# [Exercise]
Your output is to consist only of the line containing "Wildlife-count tagging: point out every instance of the overcast" and the lines after it, through the end of the data, reproduced exactly.

# [Dataset]

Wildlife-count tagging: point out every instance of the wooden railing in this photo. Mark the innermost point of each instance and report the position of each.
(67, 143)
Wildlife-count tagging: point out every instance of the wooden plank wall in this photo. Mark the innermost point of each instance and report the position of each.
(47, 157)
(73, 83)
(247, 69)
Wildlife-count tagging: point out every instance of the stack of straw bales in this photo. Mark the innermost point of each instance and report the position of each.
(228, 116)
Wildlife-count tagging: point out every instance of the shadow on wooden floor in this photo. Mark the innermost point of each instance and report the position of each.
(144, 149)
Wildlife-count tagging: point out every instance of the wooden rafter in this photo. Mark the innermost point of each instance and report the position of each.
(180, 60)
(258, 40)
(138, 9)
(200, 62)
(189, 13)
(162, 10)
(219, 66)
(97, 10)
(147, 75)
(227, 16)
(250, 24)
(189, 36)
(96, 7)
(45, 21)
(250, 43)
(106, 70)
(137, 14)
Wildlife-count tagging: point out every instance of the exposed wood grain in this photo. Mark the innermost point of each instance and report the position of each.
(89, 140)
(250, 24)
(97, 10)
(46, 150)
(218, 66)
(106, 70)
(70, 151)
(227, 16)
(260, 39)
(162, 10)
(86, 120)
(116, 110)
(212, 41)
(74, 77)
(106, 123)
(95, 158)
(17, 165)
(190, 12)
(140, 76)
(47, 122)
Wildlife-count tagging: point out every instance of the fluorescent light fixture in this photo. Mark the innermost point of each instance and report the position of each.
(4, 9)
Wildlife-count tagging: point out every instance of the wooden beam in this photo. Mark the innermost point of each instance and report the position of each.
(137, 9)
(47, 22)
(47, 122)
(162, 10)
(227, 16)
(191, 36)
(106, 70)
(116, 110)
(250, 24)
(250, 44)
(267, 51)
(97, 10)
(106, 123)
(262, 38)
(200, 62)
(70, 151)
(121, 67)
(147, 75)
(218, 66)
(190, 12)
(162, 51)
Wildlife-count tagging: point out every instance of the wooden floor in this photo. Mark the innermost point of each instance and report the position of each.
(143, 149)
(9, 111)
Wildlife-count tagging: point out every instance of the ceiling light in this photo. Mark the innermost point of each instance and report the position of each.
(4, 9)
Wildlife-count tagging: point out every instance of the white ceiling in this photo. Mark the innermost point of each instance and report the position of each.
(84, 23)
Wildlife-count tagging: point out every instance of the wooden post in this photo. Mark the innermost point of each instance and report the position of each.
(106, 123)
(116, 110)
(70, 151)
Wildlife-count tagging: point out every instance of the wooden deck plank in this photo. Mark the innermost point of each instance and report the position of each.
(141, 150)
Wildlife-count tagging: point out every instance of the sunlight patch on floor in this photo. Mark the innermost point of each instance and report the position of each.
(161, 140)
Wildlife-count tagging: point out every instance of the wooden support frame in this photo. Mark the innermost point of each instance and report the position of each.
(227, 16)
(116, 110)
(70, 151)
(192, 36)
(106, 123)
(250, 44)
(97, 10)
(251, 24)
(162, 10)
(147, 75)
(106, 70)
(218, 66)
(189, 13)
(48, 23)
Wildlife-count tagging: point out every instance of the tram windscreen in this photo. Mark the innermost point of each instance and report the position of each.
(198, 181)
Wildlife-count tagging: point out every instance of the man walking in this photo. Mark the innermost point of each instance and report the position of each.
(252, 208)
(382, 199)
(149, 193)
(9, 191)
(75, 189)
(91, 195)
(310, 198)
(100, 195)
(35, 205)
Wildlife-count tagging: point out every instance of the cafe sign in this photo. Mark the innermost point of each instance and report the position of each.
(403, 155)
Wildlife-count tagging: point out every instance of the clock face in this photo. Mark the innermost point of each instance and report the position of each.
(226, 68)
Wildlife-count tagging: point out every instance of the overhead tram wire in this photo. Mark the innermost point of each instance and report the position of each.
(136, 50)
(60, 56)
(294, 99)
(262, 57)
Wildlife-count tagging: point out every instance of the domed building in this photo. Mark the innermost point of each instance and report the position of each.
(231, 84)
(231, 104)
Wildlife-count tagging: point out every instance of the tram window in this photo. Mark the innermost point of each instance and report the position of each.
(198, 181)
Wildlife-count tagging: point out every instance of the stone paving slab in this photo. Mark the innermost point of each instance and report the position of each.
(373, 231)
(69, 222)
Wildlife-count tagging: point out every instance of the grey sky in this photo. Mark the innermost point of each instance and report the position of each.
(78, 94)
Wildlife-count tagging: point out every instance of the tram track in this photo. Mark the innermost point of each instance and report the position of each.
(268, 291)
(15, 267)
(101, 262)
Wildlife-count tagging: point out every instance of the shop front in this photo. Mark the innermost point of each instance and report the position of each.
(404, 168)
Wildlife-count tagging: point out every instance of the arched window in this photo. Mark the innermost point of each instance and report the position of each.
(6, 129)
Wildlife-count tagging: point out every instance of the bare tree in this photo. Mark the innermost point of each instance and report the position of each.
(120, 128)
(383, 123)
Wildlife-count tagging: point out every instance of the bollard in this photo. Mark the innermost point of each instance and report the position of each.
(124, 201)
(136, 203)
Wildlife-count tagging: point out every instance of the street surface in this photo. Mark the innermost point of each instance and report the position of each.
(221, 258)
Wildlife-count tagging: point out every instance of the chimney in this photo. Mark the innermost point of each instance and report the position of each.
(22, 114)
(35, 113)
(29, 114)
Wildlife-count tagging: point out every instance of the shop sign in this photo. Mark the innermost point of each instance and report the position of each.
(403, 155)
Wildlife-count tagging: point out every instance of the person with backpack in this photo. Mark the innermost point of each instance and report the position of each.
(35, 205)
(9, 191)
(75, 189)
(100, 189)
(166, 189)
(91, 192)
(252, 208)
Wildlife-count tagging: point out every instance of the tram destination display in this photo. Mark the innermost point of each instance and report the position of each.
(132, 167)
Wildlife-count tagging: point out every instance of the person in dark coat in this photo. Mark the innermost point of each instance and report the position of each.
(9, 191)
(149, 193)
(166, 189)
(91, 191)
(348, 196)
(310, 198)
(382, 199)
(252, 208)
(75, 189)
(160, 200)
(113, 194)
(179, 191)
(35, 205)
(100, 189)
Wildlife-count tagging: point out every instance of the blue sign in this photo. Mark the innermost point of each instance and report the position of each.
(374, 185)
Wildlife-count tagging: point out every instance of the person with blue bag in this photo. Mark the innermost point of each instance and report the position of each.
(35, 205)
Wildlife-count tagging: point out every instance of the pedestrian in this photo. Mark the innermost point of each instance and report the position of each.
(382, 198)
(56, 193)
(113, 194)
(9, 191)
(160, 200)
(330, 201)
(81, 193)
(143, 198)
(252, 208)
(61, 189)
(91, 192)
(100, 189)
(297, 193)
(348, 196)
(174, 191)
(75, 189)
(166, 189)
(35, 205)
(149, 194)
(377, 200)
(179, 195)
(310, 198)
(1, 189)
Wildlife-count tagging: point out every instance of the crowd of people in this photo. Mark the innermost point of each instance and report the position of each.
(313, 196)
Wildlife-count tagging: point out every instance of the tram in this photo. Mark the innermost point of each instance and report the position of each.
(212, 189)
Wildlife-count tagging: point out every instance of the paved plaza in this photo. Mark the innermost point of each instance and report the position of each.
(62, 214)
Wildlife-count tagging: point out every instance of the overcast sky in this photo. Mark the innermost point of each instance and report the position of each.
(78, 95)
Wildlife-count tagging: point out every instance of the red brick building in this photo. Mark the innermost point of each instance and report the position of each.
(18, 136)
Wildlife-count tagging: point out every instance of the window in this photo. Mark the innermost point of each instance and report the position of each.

# [Answer box]
Wildlife-count tagging: point out every instance of the overcast sky in this photo. Mark the innermost point of each instance and report the position of each.
(78, 95)
Wildlife-count tagging: point out every instance of the red brick building in this photo. Mark the innermost point of each instance and report the position of each.
(18, 136)
Wildlife-count tagging: point out every instance of the window in this photo. Mark the innermost point of each instance and report the position of each.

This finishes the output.